=== Section Start ===

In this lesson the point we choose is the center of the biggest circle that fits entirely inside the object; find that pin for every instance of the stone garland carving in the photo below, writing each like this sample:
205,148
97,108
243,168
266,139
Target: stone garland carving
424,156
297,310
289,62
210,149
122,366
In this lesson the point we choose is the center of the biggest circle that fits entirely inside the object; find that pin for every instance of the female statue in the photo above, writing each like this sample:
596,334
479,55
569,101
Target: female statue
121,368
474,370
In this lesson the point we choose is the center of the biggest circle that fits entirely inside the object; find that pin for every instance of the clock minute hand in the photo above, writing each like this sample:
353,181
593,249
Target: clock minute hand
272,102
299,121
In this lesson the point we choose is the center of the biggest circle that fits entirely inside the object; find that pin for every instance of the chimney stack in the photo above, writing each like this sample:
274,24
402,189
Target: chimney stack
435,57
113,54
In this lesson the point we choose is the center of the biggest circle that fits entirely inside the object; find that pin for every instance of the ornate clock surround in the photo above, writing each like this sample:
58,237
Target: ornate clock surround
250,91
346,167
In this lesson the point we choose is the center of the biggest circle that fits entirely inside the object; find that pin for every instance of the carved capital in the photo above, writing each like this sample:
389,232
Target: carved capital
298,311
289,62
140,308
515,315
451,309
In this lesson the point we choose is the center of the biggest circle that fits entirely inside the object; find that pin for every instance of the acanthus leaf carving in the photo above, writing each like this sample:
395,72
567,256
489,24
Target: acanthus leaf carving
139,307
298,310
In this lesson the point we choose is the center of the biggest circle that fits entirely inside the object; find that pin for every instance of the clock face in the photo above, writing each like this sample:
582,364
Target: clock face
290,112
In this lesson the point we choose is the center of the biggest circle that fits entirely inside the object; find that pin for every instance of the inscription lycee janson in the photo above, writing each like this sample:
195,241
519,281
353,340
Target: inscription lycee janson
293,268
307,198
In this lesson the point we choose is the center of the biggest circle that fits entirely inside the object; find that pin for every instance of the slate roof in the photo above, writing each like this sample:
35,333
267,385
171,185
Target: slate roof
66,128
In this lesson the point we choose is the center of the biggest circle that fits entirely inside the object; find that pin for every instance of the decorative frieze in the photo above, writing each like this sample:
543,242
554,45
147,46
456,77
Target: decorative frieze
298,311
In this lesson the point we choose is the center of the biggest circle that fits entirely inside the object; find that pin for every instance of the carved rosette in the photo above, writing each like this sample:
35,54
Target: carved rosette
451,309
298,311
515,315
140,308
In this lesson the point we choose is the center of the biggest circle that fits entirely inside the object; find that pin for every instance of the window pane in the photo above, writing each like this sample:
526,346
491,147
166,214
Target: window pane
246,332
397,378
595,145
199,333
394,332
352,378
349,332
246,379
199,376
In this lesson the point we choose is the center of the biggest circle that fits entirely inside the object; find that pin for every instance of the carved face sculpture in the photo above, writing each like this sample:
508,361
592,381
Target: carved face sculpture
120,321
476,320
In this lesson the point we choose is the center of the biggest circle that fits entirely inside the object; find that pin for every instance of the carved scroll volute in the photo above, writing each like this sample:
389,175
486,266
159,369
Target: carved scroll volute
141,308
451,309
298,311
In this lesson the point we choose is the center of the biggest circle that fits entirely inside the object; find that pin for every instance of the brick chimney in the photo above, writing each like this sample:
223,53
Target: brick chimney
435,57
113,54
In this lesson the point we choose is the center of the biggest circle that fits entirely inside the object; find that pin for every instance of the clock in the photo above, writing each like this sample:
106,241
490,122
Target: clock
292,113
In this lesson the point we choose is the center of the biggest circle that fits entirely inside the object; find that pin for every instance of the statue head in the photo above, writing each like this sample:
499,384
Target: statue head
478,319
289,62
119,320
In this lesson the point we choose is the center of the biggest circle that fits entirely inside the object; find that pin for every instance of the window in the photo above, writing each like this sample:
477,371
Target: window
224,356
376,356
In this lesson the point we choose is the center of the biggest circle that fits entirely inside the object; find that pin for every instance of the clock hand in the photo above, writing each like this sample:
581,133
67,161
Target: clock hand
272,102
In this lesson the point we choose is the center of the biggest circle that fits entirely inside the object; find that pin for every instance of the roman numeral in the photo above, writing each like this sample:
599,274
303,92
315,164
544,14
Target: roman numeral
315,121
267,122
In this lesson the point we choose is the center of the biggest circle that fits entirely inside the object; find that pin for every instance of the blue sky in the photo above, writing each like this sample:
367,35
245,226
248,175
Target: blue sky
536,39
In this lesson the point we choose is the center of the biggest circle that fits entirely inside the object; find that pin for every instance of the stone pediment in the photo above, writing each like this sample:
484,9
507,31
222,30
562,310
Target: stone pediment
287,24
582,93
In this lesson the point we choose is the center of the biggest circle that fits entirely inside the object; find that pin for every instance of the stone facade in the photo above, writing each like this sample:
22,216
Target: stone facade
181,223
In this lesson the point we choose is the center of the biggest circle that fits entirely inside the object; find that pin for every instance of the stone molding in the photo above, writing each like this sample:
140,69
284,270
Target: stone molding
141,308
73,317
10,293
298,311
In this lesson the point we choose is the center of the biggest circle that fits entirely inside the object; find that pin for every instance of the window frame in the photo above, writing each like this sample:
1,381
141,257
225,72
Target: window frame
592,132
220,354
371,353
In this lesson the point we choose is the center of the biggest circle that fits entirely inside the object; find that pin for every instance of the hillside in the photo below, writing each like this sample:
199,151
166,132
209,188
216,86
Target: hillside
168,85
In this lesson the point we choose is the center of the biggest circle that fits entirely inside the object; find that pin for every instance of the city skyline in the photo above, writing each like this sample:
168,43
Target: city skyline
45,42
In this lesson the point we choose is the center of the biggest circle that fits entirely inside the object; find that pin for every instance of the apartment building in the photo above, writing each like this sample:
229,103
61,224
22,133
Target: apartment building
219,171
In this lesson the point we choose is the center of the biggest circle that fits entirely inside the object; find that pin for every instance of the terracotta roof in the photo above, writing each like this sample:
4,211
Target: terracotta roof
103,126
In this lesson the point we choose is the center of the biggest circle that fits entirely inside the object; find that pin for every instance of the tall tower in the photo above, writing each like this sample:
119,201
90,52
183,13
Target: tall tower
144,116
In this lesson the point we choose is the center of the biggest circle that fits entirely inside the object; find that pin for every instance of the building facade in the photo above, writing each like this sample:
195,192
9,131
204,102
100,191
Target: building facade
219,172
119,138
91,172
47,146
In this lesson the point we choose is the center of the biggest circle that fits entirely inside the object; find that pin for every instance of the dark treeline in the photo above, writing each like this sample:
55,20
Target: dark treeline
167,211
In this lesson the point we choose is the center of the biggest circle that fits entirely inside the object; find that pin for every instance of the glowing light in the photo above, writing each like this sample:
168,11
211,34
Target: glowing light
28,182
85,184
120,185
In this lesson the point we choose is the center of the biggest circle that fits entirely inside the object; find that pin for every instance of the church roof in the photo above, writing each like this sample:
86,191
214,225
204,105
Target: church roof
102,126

=== Section End ===

- **What to do**
Reproduce the listing exactly, leaving nothing out.

- **Answer area**
In this lesson the point we choose is the center of the biggest circle that fits entirely inside the object; find that pin for every instance of the stone garland carving in the photo below, writing each like this sample:
205,148
97,108
243,168
266,139
Target: stone garland carving
424,156
297,310
289,62
210,149
122,366
In this lesson the point we choose is the center of the biggest circle that fits entirely inside the object; find that pin for every instance of the female statue in the photo above, writing each like this sample:
596,334
479,55
569,101
Target: female statue
121,368
474,370
In this lesson the point we choose is the center of the biggest circle that fits entirely inside the object; find that pin for every instance of the clock minute hand in the photo above, writing each like this sample:
353,181
593,249
Target: clock minute hand
272,102
299,121
In this lesson the point we choose is the center of the biggest circle that fits entirely inside the object; find that pin for every instance of the chimney stack in the photo above, writing each like this sample:
274,24
402,189
Target: chimney stack
435,57
113,54
In this lesson the point we choose is the center of the biggest circle that fits entirely inside the object; find that pin for every instance of the ornate clock surround in the photo above, writing each like this sample:
58,237
Target: ornate clock surround
250,91
346,167
In this lesson the point we choose is the center of the biggest circle that fits entirely inside the object; find that pin for every instance of the carved capital in the photo above, writing each like this sample:
389,232
Target: carved capital
298,311
289,62
140,308
515,315
451,309
In this lesson the point we choose is the center of the biggest circle that fits entirely inside the object; find that pin for every instance of the acanthus leaf carving in the photo above, writing each like this sample:
395,72
567,256
489,24
Target: acanthus leaf carving
139,307
298,310
In this lesson the point we choose is the center of the biggest circle that fits entirely inside the object; find that pin for every instance of the clock face in the photo above, writing each like this sample:
582,364
Target: clock face
290,112
In this lesson the point we choose is the center of the biggest circle that fits entirely inside the object; find that pin for every instance of the inscription lycee janson in the photo above, writing each like this sample:
195,241
519,281
353,340
Target: inscription lycee janson
293,268
307,198
In this lesson the point we choose is the center of the biggest circle that fits entirely inside the object; find that pin for every instance of the slate roof in the photo above, writing each like this sample:
35,333
267,385
171,185
Target: slate roof
66,128
In this lesson the point we choose is the center of the biggest circle that fits entirely inside the object; find that pin for every instance of the decorative frieze in the photo above, writing each like this sample:
543,242
554,45
147,46
456,77
Target: decorative frieze
298,311
In this lesson the point we choose is the center of the biggest circle that fits entirely inside the object; find that pin for every instance of the carved rosette in the photo above, writing each like this sample:
35,54
Target: carved rosette
451,309
298,311
515,315
140,308
In this lesson the point we choose is the center of the biggest circle that fits entirely inside the object; find that pin for every instance of the window pane in the photo above, writing each like this sample:
526,346
491,147
166,214
Target: window pane
246,332
397,378
595,145
199,333
394,332
352,378
349,332
246,379
199,376
In this lesson the point we choose is the center of the biggest circle that fits entirely inside the object; find that pin for every instance of the carved face sculpture in the photo above, writing each like this sample:
508,361
592,381
Target: carved face sculpture
120,321
476,320
In this lesson the point we choose is the center of the biggest circle that fits entirely inside the object; find that pin for every instance of the carved scroll volute in the photo above, writing each like this sample:
389,175
486,266
159,369
Target: carved scroll volute
141,308
451,309
298,311
In this lesson the point we choose is the center of the biggest circle that fits entirely inside the object; find that pin for every instance of the brick chimney in the photo above, writing each like this sample:
223,53
Target: brick chimney
435,57
113,54
In this lesson the point we choose is the center of the biggest circle that fits entirely inside the object; find that pin for every instance of the clock in the photo above, writing each like this sample:
106,241
490,122
Target: clock
292,113
In this lesson the point we choose is the center of the biggest circle that fits entirely inside the object; find that pin for every instance of the statue head in the photo above, writing each like this sample:
499,384
Target: statue head
478,319
289,62
119,320
In this lesson the point we choose is the center of the biggest circle that fits entirely inside the object; find that pin for every instance of the window in the photo above, writing each like this sample:
477,371
Target: window
224,356
376,356
In this lesson the point we choose is the center of the biggest circle that fits entirely inside the object; find that pin for every instance of the clock hand in the photo above, writing each like this sample:
581,133
67,161
Target: clock hand
272,102
In this lesson the point we choose is the center of the biggest circle that fits entirely inside the object; find that pin for every instance of the roman numeral in the photo above, writing each like this sample:
599,274
303,92
315,164
544,14
Target: roman numeral
315,121
267,122
In this lesson the point we choose is the center of the biggest circle that fits entirely inside the object; find that pin for every instance of the blue sky in the photo above, writing each like this sample:
367,35
245,226
248,175
Target: blue sky
536,39
In this lesson the point we choose is the center of the biggest circle that fits entirely inside the object; find that pin for every instance of the stone pediment in the photo above, writing each like this sample:
484,9
507,31
222,30
562,310
Target: stone pediment
287,24
582,93
In this lesson the point we choose is the center of the biggest circle that fits entirely inside the object; find that pin for every instance of the stone facade in the photo above, writing each like this sample:
22,216
Target: stone facade
181,223
In this lesson the point we choose is the center of the biggest circle that fits entirely inside the object; find that pin for every instance of the stone molding in the photo above, writing each like this sample:
140,69
284,270
Target: stone molding
141,308
73,317
10,293
298,311
In this lesson the point we choose is the center of the biggest circle that fits entirely inside the object; find that pin for every instance of the window frame in the photo above, writing each like this sample:
1,381
141,257
225,72
Target: window frame
592,132
220,354
371,353
In this lesson the point we choose is the center of the biggest circle that fits entirely inside the object; find that pin for every instance of the hillside in the photo below, writing each like this sample:
199,151
166,132
209,188
216,86
Target: hillside
168,85
In this lesson the point we choose is the center of the biggest circle that fits entirely inside the object; find that pin for every instance of the city skyline in the photo above, writing each like this sample:
168,43
Target: city skyline
45,42
In this lesson the point we choose is the center of the biggest circle that fits entirely inside the object; find that pin for every instance of the apartment building in the photo above, writing each like this sample:
229,103
61,224
22,133
Target: apartment building
219,171
In this lesson the point we choose is the center of the biggest circle that fits entirely inside the object; find that pin for every instance of the terracotta roof in the photo above, writing each like this sample:
4,211
Target: terracotta roof
103,126
In this lesson the point we choose is the center of the biggest circle that fits entirely inside the object; find that pin for every instance of the tall tower in the photo above, writing each like this sample:
119,201
90,52
183,13
Target: tall tower
144,116
In this lesson the point we choose is the center of the biggest circle that fits entirely inside the object; find that pin for every instance of the building facade in the photo above, writing each like this sample:
195,192
9,131
204,102
100,191
Target: building facade
219,172
119,138
91,172
47,146
In this lesson the point we choose is the center of the biggest circle that fits entirely inside the object; find that pin for every instance of the dark treeline in the photo above, writing each like this sample:
55,20
Target: dark treeline
167,211
In this lesson the point we choose is the center of the biggest circle that fits entirely inside the object; find that pin for every instance of the glowing light in the photo above, writing each like this sample:
168,11
211,34
Target: glowing light
28,182
85,184
120,185
In this lesson the point we choose is the center of the biggest circle that fits entirely inside the object; find that pin for every instance of the church roof in the photo above, writing each like this sample:
86,191
214,225
204,105
Target: church roof
102,126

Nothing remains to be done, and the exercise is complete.